Directions:
(a) Decide whether each statement agrees with the eviction suit excerpt. Answer yes or no for each, and quote the words from the excerpt that settle it.
(i) The agreement dated 10.5.75 granted the licence for a term of 21 years.
(ii) The plaintiff's evidence was closed on 9.4.98.
(iii) In their written statement, the defendants called laying pipe and trolley lines optional on their part.
(b) Retype the stretch of the eviction suit excerpt from "4. Issues were" through "of other D.Ws.", word for word.

Document excerpt:

##############################

The plaintiff is the owner of the suit land described in the schedule of the plaint. By an agreement dated 10.5.75 the plaintiff had granted leave and licence for a term of 21 years to one Moloy Kr. Banerjee, the defendant no. 2, carrying on business under the name and style of National Ceramic at Chowringhee Road, Calcutta, to use and occupy the suit land for the purpose of removing, at his own cost, silt deposits In the pre-settling tanks of the Corporation at its Palta Water Works for manufacturing bricks and allied products. Subsequently, the said Moloy Kr, Banerjee had assigned his rights and liability under the aforesaid agreement to the defendant No.1, M/s. Oriental Ceramic Products Private Limited, with permission of the plaintiff. The possession of the suit land was delivered first to the defendant No.2 and thereafter to the defendant No. 1 company. The defendant company failed to discharge its obligations under the agreement by reasons of their failure to raise boundary wall, to construct bridge over the settling tanks, to lay pipes, trolley lines etc. for the purpose of removal of the silts from the settling tanks to the defendant's factory and also to pay the licence fees in terms of the agreement. The plaintiff accordingly terminated the licence with a notice dated 13.12.86 upon the defendants but they have not vacacated the suit land in compliance with that notice and hence this suit for eviction from the suit land and also for damages to the extent of Rupees 3 lacs 69 thousand and odd.
3. The defendants filed written statement denying that they have violated terms and conditions of the agreement dated 10.5.75 and contended, inter alia, that laying pipe, trolley lines etc. were optional on their part. Their further case in the written statement is that the plaintiff had not dewatered the settling tanks as a result of which the defendants could not extract silts from the settling tanks and manufacture bricks and other allied products. Thus, shifting the resposibility for non-performance of the agreement upon the plaintiff, the defendants prayed for dismissal of the suit.
4. Issues were framed and recording of plaintiffs evidence commenced on 14.1.98 and the plaintiffs evidence was closed on 25.3.98. Recording of evidence of the defendants commenced, on the other hand, on 9.4.98. One witness was examined on behalf of the defendants in part on 9.4.98 and the suit was adjourned to 5.5.98 for further examination of other D.Ws.
5. At this stage of the suit, the defendants came forward with an application on 5.5.98 setting up a counter-claim and praying for a decree for damages amounting to an ascertained sum of Rs.2,39,54,900.59, the break up of which has been given in clauses (a) and (b) of the schedule of damages annexed with that application. It is alleged by the defendants that although the defendants were granted licence by the plaintiff for excavating the silt from the pre-settling tanks in the suit properties for the purpose of making the mechanised bricks with the help of that silt after the settling tank is de-watered by the plaintiff. The allegations in support of their counter-claim may be summerised as follows. After getting possession of the suit property the defendants duly cleared the same and made a fencing of barbed-wire for protection and preservation of the property after spending a good amount of money. Thereafter, they duly constructed a permanant factory shed and building, installed plants and machineries, tools and other implements, took electric connections and engaged employees for the purpose of manufacturing mechanised bricks and for all these they have already spent a total amount of Rs. 1,06,33,852.28 upto 31.3.95 as specified in clause (a) of the schedule, the break-up of which is given in the body of the application as under:
i) Rs.77,24,583.17 for factory shed and building
ii) Rs. 19,78,087.08 for machineries and plant.

##############################

Data segment:
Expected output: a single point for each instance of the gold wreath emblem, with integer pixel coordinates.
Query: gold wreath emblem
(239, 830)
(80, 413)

##############################

Exercise results:
(a)
(i) Yes: "for a term of 21 years"
(ii) No: "the plaintiffs evidence was closed on 25.3.98"
(iii) Yes: "laying pipe, trolley lines etc. were optional on their part"

(b)
4. Issues were framed and recording of plaintiffs evidence commenced on 14.1.98 and the plaintiffs evidence was closed on 25.3.98. Recording of evidence of the defendants commenced, on the other hand, on 9.4.98. One witness was examined on behalf of the defendants in part on 9.4.98 and the suit was adjourned to 5.5.98 for further examination of other D.Ws.